• Dataset content:
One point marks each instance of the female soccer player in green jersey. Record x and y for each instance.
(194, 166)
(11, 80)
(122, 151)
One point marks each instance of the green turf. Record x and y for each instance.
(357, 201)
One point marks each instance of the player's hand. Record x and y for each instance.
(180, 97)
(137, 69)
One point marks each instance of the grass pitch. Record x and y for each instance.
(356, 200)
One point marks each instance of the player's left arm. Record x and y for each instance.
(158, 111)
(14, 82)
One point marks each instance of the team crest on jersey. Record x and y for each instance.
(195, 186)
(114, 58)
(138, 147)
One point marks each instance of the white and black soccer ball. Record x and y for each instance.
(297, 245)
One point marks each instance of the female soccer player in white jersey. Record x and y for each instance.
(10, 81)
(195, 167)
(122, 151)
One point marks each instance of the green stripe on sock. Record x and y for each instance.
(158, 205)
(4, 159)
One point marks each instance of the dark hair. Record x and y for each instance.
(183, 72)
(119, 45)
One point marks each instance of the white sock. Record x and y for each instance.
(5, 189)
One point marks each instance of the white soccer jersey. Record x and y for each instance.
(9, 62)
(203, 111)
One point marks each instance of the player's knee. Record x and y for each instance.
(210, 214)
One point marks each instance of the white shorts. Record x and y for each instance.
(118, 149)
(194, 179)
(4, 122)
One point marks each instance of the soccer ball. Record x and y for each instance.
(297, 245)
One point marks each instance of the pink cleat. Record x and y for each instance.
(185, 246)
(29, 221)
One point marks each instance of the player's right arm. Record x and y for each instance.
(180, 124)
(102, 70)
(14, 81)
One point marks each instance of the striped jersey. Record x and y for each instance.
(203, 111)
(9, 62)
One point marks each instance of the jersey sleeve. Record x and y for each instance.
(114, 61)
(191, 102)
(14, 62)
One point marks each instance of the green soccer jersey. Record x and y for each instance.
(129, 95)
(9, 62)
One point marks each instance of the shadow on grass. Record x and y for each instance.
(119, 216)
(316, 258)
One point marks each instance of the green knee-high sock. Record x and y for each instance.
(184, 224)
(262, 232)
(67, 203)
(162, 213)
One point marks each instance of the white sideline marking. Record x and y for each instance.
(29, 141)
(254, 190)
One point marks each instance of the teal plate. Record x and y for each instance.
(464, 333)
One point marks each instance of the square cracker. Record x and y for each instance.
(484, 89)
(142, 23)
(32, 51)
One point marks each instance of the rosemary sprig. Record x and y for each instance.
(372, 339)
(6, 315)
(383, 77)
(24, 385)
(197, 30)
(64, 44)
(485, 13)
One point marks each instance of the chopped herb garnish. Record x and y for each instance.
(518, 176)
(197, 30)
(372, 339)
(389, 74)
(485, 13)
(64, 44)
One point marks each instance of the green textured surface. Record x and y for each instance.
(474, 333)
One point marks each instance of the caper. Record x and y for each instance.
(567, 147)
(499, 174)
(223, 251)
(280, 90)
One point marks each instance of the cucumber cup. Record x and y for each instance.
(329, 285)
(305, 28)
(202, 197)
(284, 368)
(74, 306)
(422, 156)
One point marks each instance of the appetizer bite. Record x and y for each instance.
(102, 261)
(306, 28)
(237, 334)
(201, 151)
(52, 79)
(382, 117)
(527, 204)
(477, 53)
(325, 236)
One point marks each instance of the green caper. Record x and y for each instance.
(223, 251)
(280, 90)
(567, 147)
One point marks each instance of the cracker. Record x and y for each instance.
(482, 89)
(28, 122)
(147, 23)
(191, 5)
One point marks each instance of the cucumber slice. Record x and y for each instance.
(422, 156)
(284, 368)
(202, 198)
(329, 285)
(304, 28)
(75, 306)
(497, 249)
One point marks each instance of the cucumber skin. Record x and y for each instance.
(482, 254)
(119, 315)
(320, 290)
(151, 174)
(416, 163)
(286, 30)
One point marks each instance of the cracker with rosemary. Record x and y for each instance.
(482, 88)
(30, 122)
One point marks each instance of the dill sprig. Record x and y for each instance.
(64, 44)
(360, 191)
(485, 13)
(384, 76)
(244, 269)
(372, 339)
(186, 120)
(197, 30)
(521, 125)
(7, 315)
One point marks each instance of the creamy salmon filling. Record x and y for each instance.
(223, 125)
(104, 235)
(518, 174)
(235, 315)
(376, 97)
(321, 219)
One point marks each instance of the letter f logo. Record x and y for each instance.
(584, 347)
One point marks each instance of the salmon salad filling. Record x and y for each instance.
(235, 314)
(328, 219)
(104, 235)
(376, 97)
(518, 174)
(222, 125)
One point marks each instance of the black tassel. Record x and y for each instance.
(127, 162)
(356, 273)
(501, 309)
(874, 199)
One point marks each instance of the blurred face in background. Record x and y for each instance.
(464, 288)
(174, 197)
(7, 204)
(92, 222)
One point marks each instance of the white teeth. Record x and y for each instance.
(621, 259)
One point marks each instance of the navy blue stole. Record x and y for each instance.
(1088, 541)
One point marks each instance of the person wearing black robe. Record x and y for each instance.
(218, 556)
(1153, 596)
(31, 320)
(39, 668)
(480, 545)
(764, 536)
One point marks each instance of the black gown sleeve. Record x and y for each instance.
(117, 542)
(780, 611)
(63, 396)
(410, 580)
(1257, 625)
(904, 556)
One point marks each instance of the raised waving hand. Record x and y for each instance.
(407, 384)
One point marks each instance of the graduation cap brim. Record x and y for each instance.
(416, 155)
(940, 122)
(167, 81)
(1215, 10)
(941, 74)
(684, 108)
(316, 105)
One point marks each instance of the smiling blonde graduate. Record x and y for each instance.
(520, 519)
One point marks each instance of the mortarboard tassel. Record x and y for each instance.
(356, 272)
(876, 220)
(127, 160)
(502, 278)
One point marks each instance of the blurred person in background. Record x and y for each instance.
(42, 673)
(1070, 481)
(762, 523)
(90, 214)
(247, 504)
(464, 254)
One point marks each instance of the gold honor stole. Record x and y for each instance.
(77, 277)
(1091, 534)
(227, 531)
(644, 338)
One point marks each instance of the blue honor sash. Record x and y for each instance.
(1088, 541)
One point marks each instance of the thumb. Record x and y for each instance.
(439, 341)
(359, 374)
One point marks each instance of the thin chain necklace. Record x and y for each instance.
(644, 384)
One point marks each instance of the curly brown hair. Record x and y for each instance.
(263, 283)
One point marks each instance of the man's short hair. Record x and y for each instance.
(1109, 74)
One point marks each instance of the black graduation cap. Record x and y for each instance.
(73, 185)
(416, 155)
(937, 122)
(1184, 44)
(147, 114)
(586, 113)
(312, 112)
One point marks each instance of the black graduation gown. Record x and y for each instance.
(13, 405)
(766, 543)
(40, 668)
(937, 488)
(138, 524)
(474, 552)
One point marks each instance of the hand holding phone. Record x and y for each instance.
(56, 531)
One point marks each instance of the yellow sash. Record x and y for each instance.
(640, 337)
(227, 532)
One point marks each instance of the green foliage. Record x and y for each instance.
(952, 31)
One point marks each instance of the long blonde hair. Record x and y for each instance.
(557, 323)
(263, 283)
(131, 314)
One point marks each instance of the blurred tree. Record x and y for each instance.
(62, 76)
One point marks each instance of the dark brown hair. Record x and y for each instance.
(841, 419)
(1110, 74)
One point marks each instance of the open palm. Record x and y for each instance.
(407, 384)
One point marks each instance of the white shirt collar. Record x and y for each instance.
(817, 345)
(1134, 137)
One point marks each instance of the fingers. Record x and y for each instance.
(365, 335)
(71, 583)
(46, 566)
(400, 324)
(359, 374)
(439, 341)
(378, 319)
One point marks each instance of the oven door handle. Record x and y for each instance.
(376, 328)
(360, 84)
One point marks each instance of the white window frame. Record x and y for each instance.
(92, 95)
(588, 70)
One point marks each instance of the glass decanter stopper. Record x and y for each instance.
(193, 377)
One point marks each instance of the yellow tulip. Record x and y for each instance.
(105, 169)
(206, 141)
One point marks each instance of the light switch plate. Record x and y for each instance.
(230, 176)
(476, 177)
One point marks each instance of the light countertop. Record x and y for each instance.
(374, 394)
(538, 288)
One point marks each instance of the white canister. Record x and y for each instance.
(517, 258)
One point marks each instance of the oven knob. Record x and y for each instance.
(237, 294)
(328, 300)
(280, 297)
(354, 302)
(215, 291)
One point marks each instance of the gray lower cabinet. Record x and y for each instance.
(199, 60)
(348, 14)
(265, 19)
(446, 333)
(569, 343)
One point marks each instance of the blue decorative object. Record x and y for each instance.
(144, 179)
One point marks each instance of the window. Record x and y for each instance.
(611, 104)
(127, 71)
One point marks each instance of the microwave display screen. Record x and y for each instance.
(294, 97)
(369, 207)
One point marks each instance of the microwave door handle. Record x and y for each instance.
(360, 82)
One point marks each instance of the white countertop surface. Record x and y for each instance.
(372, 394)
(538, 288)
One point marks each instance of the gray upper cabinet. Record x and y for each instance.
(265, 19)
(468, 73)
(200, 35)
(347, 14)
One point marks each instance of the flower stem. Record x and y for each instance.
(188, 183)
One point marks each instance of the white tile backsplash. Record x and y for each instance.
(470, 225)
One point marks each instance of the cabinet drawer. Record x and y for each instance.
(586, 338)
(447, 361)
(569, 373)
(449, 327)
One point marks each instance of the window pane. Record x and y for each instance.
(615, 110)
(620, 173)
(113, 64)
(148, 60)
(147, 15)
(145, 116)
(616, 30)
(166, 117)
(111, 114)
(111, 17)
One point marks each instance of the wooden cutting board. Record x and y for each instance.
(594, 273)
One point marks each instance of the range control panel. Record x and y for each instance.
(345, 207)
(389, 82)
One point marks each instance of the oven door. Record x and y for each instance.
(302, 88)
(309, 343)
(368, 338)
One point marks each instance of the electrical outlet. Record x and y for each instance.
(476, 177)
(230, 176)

• Brief:
The answer must be the lines from the one containing "One point marks each instance of the window pane." to the final line of the data above, copied exactly, both included, with nothing added.

• Written reply:
One point marks each instance of the window pane. Record x and y for each instance.
(615, 110)
(620, 173)
(113, 64)
(148, 60)
(147, 15)
(145, 116)
(616, 30)
(166, 117)
(111, 114)
(111, 17)
One point marks each instance of the wooden cutting board. Record x and y for each instance.
(594, 273)
One point marks each instance of the range control panel. Record x and y for each instance.
(345, 207)
(389, 82)
One point marks each instance of the oven door. Record x and y for each instance.
(302, 88)
(309, 343)
(368, 338)
One point marks each instance of the electrical outlet. Record x and y for each instance.
(476, 177)
(230, 176)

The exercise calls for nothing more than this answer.